-- Problema proposto 1 --
Responda com base no trecho sobre Ronda Rousey:
(a) Em que ano Dana White disse que "nunca" veríamos mulheres lutando na UFC?
(b) Que medalha Rousey ganharia no judô nos jogos olímpicos de Beijing?
(c) Quanto tempo durou a primeira luta de MMA profissional de Rousey?
─── Trecho ───
A Ronda Rousey é uma prova viva contra a ideia prevalecente de que mulheres são inerentemente inferiores fisicamente. Mas ela faz questão de se distinguir das “outras” mulheres, escreve Stephanie Convery.


Ronda Rousey já foi chamada de tudo, desde aberração até feminista.


Invicta nas artes marciais na categoria peso galo da UFC, ela frequentemente leva crédito por ter sozinha mudado a dinâmica de gênero no esporte que é um dos mais populares do mundo.


As supostas credenciais feministas da Ronda em parte existem por conta dessa inovação: em 2011, Dana White, presidente do Ultimate Fighting Championship, disse que "nunca" veríamos mulheres lutando na UFC. Agora, seu campeão mais bem pago é uma mulher loira de 1,70m. Mas quão feminista é a Rousey, realmente?


Em alguns aspectos, histórias sobre ela parecem ter saído direto de uma lenda urbana. Em um incidente particularmente interessante, a Rousey foi ao cinema com seus amigos, confrontou uma mulher que tinha sido rude e alguns rapazes que a acompanhavam ficaram ofendidos e decidiram defende-la. Mas, quando o confronto se tornou físico, eles descobriram da pior forma possível que a mulher bonita com um vestido de estampa de leopardo era uma artista marcial de elite que em breve ganharia uma medalha de bronze no judô competindo nos jogos olímpicos de Beijing.


Nesses mesmos jogos olímpicos, em 2008, a Ronda perdeu uma luta pela última vez: para a judoca holandesa Edith Bosch. O domínio de Ronda Rousey nas artes marciais desde então tem sido tão completo que os espectadores podem se considerar sortudos se assistirem uma luta que dure mais de um minuto. Sua primeira luta de MMA profissional durou 25 segundos; suas duas desafiadoras mais recentes para o título do peso galo da UFC, a Bethe Correia e a Cat Zingano, duraram 34 e 14 segundos respectivamente. Isso não quer dizer que sua oponente para a luta do título deste domingo em Melbourne deve ser subestimada – a ex-campeã de boxe Holly Holm, de 34 anos, também segue invicta com 9 vitórias e 0 derrotas no MMA e a disputa deve atrair multidões.
───
-- Problema proposto 2 --
Reescalone a listagem da linha que contém "Practice. Identify the tablet" até o fim dela, inclusive: reproduza todas essas linhas, pedidos incluídos, com cada coordenada das respostas multiplicada por 1,5 e arredondada para inteiro (metades para cima). Deixe as imagens de fora.
─── Dados brutos ───
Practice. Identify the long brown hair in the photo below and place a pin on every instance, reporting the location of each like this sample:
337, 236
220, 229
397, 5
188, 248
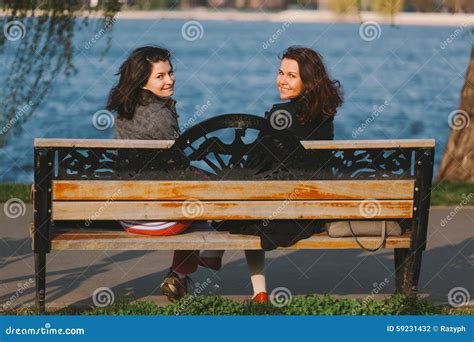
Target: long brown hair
134, 73
322, 96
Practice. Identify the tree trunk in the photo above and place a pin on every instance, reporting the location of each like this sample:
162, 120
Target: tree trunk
457, 163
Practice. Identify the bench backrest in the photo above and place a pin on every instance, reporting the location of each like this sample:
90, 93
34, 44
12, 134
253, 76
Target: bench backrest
89, 180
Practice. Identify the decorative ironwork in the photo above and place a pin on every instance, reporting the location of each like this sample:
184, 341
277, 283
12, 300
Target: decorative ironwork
233, 147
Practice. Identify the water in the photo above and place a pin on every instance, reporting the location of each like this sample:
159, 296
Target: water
232, 69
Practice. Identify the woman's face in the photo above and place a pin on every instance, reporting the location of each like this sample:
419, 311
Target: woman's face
288, 81
161, 80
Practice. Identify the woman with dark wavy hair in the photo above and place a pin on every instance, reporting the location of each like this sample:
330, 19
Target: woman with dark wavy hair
313, 96
146, 110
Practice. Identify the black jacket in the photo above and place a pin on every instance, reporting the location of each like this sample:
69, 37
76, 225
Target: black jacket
284, 233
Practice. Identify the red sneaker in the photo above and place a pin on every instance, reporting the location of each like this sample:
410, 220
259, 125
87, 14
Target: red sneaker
260, 298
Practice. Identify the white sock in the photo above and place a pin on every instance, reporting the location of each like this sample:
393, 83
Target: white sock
256, 265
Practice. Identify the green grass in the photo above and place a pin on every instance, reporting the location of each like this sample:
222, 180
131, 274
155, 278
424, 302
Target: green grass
444, 193
299, 305
20, 191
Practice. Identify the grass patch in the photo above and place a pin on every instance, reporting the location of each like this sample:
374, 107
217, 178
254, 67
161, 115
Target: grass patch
444, 193
299, 305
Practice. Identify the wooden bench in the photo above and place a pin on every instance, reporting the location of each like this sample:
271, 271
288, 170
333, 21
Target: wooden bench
95, 180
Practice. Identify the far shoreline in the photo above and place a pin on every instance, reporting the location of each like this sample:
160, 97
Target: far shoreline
303, 16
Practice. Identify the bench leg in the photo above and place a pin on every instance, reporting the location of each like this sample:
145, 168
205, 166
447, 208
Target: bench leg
407, 270
40, 279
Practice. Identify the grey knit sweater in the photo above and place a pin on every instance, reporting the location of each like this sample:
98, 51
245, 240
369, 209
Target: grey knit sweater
155, 118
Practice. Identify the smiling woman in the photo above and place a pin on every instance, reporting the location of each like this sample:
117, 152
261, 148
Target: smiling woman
142, 96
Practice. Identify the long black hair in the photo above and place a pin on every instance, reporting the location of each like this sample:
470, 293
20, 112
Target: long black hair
134, 74
322, 96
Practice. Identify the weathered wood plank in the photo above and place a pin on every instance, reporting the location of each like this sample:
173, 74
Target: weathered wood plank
231, 210
231, 190
320, 144
120, 240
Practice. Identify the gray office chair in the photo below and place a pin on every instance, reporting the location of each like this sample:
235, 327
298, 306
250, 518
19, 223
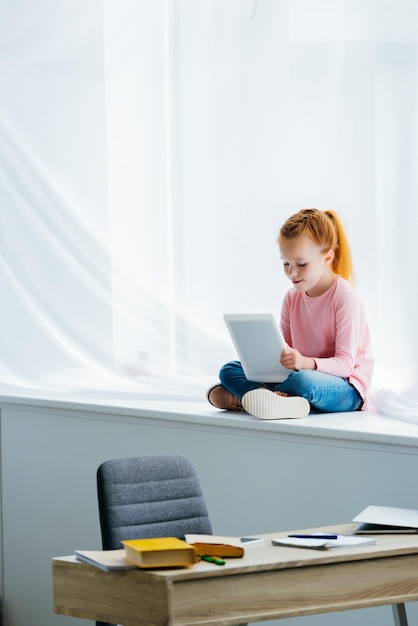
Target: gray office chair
150, 496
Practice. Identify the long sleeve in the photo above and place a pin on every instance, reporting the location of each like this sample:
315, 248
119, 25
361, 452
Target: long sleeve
332, 329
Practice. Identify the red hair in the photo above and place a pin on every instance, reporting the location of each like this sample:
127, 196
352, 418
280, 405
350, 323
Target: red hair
326, 231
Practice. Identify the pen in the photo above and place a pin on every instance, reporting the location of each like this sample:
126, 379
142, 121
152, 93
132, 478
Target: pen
314, 536
213, 559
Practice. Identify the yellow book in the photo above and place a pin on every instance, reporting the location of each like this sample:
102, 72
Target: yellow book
159, 552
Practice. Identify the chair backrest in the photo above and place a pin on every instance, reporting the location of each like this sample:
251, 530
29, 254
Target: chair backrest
149, 496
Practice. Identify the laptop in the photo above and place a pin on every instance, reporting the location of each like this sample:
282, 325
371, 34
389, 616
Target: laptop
259, 343
385, 519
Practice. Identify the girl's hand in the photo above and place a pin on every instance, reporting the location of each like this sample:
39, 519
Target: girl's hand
292, 359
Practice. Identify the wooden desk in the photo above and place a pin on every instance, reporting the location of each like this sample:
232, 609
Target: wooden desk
270, 582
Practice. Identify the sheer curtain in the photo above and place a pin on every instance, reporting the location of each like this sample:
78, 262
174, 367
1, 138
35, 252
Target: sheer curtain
150, 151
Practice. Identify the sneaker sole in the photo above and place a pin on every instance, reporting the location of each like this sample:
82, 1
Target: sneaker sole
267, 405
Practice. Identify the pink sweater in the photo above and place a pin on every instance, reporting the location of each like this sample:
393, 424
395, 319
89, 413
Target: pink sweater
332, 329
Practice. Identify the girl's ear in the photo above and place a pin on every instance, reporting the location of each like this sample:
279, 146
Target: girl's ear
329, 257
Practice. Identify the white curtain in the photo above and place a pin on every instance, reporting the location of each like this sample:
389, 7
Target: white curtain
150, 151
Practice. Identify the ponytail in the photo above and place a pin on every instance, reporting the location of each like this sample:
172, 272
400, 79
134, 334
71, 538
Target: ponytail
342, 263
326, 230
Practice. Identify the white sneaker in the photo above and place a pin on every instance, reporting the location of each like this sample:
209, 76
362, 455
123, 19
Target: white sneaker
267, 405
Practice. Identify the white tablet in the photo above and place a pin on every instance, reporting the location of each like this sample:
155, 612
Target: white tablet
259, 343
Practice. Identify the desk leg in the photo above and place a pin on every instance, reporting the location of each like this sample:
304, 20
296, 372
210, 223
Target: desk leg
399, 615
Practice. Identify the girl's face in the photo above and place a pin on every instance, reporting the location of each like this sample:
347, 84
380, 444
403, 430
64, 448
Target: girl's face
306, 266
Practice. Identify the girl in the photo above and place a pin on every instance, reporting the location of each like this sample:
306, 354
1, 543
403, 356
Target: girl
329, 356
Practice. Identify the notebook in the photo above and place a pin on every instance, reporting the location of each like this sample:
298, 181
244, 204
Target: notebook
385, 519
259, 343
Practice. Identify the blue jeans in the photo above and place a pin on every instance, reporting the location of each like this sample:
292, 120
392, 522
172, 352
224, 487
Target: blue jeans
324, 392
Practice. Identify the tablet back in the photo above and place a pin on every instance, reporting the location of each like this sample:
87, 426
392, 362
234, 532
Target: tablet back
259, 343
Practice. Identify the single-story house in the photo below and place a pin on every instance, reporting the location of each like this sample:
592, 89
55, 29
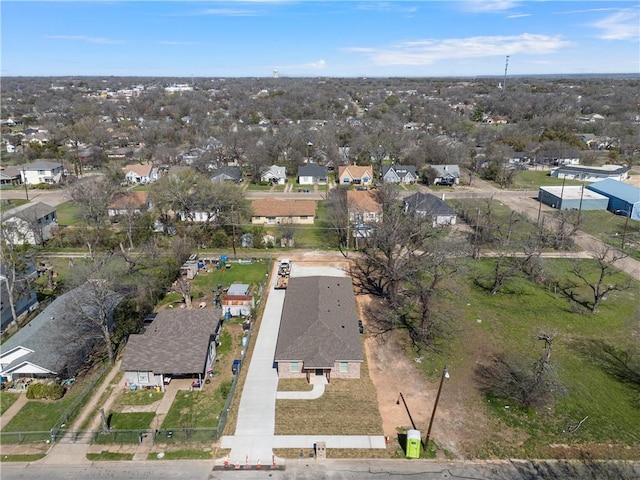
───
-- Solução do exercício 1 --
(a) Em 2011.
(b) A medalha de bronze.
(c) 25 segundos.

-- Solução do exercício 2 --
Practice. Identify the tablet back in the photo above and place a pin on every instance, reporting the location of each like this sample:
87, 426
392, 362
234, 532
Target: tablet back
389, 515
Practice. Identify the single-story house in the photo below and place a pin on every instance, reporting the location of each like this sample:
592, 89
55, 29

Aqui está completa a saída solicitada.